== Texte fourni

De Saint-André, je suis allé à Saint-Michel… — Mais on m’appelle, la voiture de Bayonne va partir, je vous dirai la prochaine fois ce qui m’est arrivé dans cette visite à Saint-Michel.
La Stéréothèque conserve plusieurs dizaines de vues sur Bordeaux et son port au cours de la deuxième moitié du XIXe et du premier quart du XXe siècle (en particulier dans les collections Duclot, Gaye, SAB, Magendie, Mathivet et Calvelo).
Beaucoup d’entre elles nous montrent une rade conforme aux vues les plus connues, avec des dizaines de voiliers amarrés partout sur la « rivière », comme l’on disait alors à Bordeaux. Ainsi, la vue générale présentée en « Une », prise depuis le clocher de l’église Saint-Michel, avec toutes ces goélettes de pêche ou de transport à deux ou trois mâts mouillant au-delà du Pont de Pierre, et, le long du quai, des gabarres amarrées sur la rive en pente.
La vue du quai Richelieu ci-dessous nous montre à peu près le même spectacle, mais vu de plus près.
Elle est prise en aval du Pont de Pierre. Les quais sont pavés et équipés de rails. Il y règne une intense activité portuaire. Sur la rive pavée toujours en pente, les gabarres étaient bien sûr souvent employées au transport du vin en tonneaux ; mais un grand nombre d’entre elles étaient aussi utilisées comme allèges portuaires, pour décharger à même le fleuve les plus gros navires qui ne pouvaient pas aborder la rive, en l’absence de quais verticaux, et, en retour, assurer leur approvisionnement. En haut à gauche, au milieu du fleuve, mouille une série de morutiers à voile, tandis qu’à droite de la vue, un beau trois-mâts de transport au long cours est à l’ancre, proue tournée vers l’aval, face à la marée montante.

====
== Données fournies

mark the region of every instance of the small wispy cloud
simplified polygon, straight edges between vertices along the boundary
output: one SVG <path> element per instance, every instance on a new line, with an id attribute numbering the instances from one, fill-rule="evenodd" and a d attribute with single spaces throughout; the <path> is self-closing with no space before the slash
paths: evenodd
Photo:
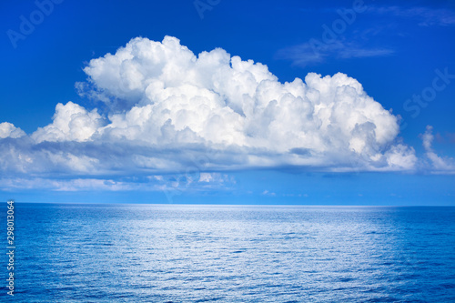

====

- _Travail à faire_
**1)** Résumez en deux phrases le texte sur le port de Bordeaux.
**2)** Dans le texte sur le port de Bordeaux, relevez toutes les collections de la Stéréothèque qui sont nommées.
**3)** Recopiez le passage du texte sur le port de Bordeaux qui commence par « De Saint-André, je » et va jusqu'à « visite à Saint-Michel. ».
Les enregistrements ne jouent aucun rôle ici.

- _Résultats par tâche_
**1)** La Stéréothèque conserve plusieurs dizaines de vues de Bordeaux et de son port, prises entre la seconde moitié du XIXe siècle et le premier quart du XXe, dont beaucoup montrent des dizaines de voiliers amarrés sur la « rivière ». Une vue du quai Richelieu, prise en aval du Pont de Pierre, montre des quais pavés et une intense activité portuaire, avec des gabarres servant au transport du vin ou d'allèges, des morutiers à voile au milieu du fleuve et un trois-mâts au long cours à l'ancre.

**2)** Duclot, Gaye, SAB, Magendie, Mathivet, Calvelo

**3)**
De Saint-André, je suis allé à Saint-Michel… — Mais on m’appelle, la voiture de Bayonne va partir, je vous dirai la prochaine fois ce qui m’est arrivé dans cette visite à Saint-Michel.